_WORK INSTRUCTIONS:_ Identify every line in the entries below that contains the word "green", and copy each of those lines in full.

_SUPPLIED ENTRIES:_
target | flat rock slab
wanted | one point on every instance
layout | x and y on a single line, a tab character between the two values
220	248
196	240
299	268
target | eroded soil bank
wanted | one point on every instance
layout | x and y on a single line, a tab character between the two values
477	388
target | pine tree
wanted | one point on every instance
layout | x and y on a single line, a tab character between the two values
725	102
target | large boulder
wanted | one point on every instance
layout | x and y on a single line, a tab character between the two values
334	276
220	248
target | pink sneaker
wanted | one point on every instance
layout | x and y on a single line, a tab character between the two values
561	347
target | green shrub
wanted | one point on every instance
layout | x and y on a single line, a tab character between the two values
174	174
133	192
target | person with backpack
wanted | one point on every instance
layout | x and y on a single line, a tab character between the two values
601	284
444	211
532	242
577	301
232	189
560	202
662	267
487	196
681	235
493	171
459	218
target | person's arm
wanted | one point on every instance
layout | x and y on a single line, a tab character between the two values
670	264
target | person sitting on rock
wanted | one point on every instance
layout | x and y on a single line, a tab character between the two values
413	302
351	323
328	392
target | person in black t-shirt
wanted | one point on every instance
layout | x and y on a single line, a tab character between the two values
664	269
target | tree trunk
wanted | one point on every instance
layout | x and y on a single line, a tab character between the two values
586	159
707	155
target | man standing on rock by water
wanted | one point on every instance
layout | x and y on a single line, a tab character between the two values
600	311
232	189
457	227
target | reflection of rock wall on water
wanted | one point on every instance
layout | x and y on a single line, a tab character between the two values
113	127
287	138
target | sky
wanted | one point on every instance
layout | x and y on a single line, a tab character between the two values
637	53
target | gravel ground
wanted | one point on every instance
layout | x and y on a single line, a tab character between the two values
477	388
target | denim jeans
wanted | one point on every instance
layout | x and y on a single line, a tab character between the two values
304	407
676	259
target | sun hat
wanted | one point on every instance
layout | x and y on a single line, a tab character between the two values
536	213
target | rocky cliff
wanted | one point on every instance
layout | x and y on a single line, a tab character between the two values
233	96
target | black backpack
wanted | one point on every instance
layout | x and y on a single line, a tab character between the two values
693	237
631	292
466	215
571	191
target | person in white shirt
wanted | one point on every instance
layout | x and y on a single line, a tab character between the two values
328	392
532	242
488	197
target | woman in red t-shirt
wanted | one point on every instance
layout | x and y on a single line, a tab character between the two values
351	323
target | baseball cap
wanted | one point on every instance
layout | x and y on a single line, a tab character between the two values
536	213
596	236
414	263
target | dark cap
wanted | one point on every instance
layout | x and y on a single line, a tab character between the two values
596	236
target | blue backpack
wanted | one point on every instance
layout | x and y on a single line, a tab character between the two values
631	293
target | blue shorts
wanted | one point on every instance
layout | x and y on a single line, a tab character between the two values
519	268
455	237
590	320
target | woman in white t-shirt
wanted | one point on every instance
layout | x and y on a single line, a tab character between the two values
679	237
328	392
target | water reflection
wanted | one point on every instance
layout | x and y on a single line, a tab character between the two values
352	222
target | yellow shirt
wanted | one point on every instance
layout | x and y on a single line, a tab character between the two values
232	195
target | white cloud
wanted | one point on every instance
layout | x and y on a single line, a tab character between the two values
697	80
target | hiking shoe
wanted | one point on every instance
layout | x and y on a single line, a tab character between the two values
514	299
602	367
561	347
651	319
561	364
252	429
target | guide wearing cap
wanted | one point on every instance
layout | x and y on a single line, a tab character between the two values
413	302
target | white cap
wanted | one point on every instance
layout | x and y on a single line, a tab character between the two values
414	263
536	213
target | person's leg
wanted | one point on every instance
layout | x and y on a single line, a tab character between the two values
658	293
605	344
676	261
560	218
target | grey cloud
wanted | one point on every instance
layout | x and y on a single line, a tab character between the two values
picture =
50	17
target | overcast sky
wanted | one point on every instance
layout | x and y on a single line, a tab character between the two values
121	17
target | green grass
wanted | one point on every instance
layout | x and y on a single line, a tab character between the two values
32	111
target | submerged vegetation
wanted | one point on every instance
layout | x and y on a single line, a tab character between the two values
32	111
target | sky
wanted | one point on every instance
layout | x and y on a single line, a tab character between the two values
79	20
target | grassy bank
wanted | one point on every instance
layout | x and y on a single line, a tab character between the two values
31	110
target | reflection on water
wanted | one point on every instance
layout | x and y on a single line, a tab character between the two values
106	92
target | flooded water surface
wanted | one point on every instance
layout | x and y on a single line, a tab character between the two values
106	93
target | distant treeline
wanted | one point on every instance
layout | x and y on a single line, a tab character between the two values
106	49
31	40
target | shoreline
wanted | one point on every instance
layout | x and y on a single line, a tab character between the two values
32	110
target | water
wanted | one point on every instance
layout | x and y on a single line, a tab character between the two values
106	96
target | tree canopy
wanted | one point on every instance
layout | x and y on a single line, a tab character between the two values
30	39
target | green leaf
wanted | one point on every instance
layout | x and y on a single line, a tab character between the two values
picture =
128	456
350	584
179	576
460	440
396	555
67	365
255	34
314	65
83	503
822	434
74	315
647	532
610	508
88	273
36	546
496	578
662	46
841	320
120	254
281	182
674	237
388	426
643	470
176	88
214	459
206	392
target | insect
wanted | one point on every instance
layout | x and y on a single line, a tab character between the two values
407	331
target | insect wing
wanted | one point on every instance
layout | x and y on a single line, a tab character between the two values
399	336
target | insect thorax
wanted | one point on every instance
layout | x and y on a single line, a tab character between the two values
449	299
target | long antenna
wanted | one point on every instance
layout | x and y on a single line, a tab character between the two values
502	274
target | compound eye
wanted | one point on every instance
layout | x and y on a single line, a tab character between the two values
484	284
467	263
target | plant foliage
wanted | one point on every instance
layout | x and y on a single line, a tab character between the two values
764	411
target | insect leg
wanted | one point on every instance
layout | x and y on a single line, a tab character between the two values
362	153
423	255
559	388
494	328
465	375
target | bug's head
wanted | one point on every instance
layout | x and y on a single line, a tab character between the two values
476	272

---

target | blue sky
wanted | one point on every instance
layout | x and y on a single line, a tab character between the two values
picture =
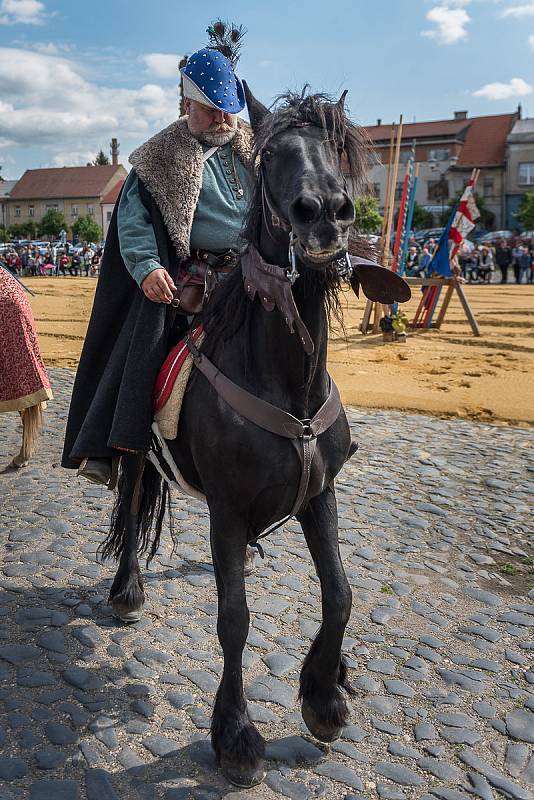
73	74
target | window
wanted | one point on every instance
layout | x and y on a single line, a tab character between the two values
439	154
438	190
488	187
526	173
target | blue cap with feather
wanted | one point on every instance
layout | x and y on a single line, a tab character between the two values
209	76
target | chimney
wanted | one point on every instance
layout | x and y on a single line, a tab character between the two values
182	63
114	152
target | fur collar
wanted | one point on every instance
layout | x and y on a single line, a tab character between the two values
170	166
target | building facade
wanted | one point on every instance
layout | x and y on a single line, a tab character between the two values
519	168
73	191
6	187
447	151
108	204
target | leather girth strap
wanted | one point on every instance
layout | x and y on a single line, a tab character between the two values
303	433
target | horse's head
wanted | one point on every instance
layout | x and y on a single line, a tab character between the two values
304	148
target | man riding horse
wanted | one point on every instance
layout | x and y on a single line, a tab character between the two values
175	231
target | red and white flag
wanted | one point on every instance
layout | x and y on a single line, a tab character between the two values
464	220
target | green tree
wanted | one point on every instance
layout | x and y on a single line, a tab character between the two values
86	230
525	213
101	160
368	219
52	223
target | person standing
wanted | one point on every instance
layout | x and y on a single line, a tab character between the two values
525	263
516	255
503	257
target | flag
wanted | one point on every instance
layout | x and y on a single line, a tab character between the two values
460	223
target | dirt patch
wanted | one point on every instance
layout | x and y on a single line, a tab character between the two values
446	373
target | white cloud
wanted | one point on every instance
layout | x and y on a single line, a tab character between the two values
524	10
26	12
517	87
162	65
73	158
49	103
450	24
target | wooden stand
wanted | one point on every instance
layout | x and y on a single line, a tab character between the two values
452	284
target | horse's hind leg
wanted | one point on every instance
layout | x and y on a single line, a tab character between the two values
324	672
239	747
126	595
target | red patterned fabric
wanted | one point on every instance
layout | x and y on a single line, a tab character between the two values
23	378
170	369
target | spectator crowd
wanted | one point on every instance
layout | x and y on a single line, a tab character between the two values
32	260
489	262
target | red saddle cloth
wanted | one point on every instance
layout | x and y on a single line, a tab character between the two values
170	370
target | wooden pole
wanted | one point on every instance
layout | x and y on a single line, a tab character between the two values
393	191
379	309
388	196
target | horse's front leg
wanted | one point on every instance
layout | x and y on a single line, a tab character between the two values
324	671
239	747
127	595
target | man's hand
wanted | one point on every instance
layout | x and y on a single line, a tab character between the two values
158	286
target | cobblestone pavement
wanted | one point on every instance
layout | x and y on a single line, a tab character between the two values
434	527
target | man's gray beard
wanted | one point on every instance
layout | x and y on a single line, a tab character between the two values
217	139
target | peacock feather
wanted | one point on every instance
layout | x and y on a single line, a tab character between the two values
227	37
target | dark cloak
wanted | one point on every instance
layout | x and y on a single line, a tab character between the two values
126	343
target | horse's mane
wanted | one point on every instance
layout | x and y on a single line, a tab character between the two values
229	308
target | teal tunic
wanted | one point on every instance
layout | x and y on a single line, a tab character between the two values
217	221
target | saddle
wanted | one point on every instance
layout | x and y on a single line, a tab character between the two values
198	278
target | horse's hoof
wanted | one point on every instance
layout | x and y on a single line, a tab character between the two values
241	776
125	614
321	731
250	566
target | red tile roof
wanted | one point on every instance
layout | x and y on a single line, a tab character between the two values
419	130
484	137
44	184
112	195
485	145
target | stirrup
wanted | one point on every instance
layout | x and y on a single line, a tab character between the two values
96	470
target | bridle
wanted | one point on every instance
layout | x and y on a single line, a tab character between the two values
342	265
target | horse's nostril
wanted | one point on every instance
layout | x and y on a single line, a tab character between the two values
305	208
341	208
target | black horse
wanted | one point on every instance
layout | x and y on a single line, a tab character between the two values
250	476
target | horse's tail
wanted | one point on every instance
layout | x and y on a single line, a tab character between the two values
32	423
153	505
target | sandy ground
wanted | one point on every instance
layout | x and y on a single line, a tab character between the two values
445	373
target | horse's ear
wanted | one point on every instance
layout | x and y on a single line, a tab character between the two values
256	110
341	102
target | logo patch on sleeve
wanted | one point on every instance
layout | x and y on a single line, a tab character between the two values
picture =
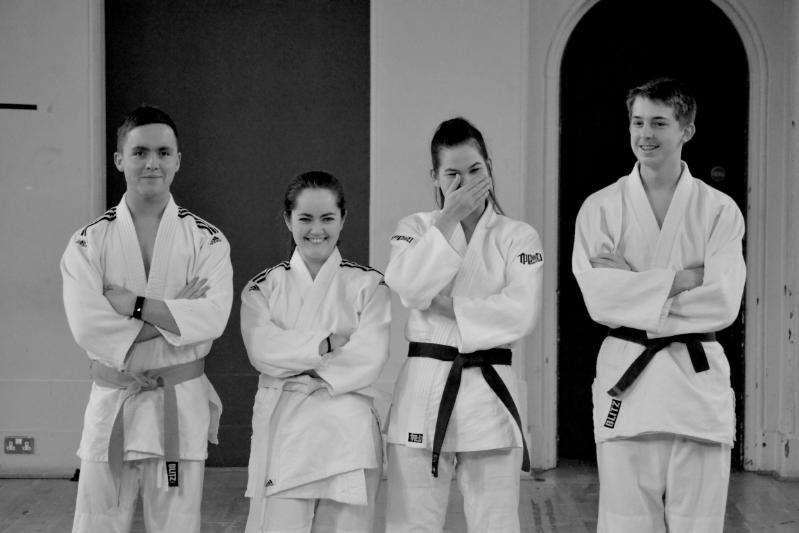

--

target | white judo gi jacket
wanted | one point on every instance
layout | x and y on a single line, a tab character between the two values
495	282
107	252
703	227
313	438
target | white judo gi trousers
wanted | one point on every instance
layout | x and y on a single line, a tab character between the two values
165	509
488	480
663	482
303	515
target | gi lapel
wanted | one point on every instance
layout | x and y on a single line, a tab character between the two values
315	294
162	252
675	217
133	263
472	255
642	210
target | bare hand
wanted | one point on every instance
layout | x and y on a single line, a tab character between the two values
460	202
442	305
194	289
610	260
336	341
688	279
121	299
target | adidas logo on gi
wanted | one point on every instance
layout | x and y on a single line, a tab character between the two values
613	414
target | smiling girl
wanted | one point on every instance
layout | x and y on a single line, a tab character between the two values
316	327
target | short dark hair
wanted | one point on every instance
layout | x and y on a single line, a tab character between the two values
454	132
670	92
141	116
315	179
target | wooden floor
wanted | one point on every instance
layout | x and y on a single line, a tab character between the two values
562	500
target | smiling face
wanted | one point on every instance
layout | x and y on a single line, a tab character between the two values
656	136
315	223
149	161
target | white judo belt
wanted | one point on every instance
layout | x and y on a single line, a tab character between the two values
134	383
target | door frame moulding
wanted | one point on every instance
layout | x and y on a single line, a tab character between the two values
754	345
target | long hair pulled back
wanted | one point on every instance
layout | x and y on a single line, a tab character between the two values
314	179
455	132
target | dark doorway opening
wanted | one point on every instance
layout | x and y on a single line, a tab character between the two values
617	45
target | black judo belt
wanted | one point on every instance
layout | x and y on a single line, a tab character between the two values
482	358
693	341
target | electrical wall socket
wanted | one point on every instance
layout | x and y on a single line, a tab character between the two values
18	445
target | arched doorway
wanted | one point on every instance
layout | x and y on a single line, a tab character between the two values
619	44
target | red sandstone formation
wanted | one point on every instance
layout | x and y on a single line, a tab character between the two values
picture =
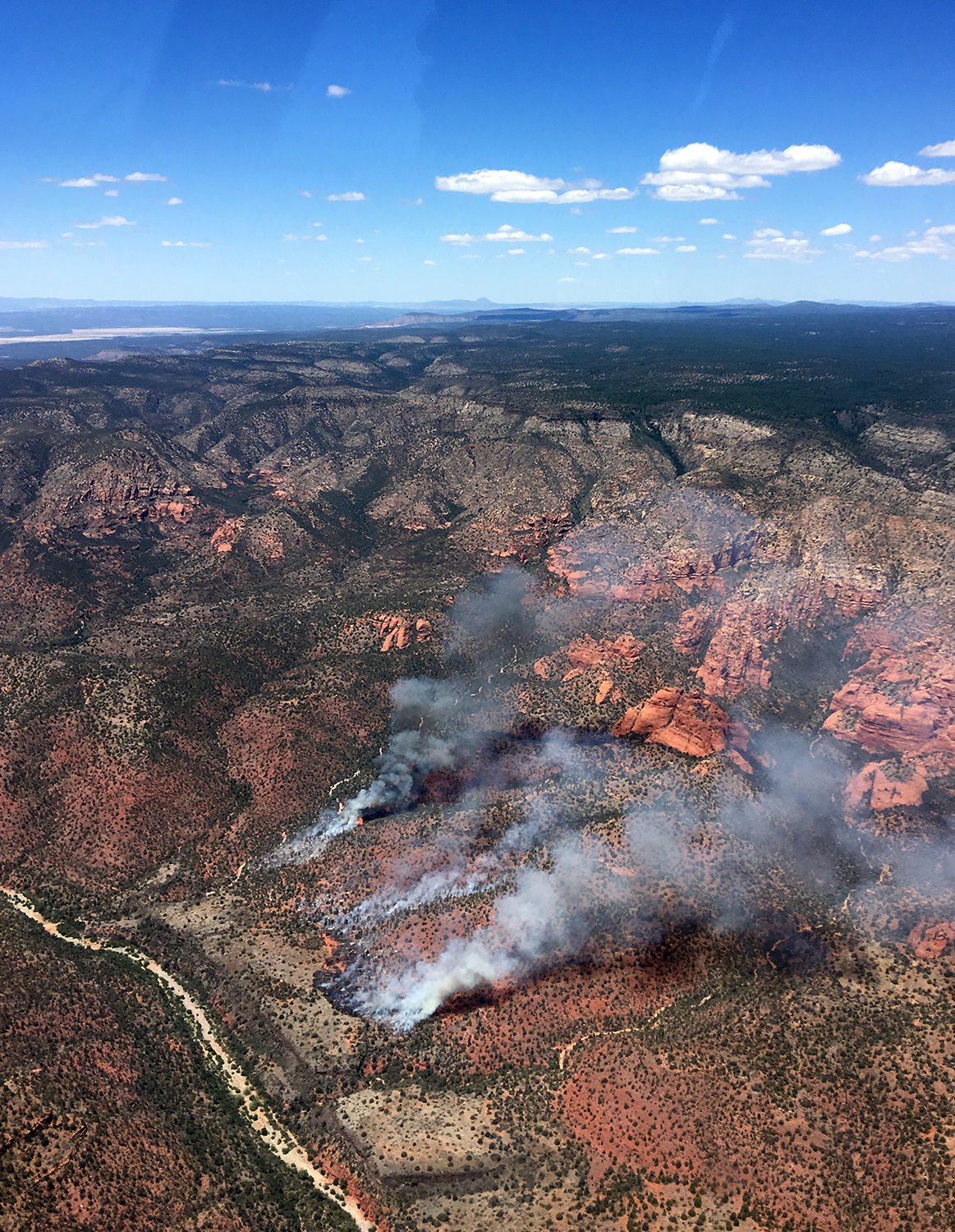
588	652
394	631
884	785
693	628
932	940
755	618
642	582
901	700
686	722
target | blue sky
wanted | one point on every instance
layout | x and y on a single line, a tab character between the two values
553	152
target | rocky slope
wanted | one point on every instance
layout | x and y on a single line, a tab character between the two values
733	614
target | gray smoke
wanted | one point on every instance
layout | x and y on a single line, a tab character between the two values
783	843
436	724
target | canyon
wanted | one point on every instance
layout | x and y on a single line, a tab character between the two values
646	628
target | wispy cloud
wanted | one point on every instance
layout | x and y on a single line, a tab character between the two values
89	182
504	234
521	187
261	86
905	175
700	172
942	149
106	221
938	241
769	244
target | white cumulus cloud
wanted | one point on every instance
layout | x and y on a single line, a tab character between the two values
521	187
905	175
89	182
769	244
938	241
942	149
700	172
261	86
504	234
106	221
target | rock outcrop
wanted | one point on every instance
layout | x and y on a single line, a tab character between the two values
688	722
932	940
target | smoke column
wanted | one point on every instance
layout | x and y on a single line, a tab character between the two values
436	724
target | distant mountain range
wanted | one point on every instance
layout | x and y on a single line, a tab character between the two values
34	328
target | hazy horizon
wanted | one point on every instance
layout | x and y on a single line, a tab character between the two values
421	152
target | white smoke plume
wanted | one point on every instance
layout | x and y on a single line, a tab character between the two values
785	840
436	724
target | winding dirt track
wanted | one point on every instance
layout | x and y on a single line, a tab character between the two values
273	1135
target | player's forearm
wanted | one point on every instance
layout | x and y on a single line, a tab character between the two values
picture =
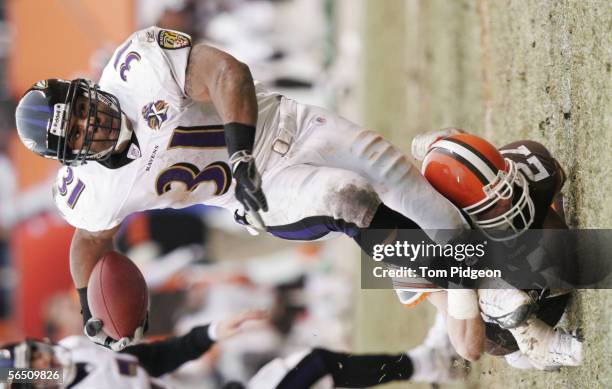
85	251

_PROBLEM SOLUTION:_
target | green shrub
target | green grass
target | green leaf
target | green tree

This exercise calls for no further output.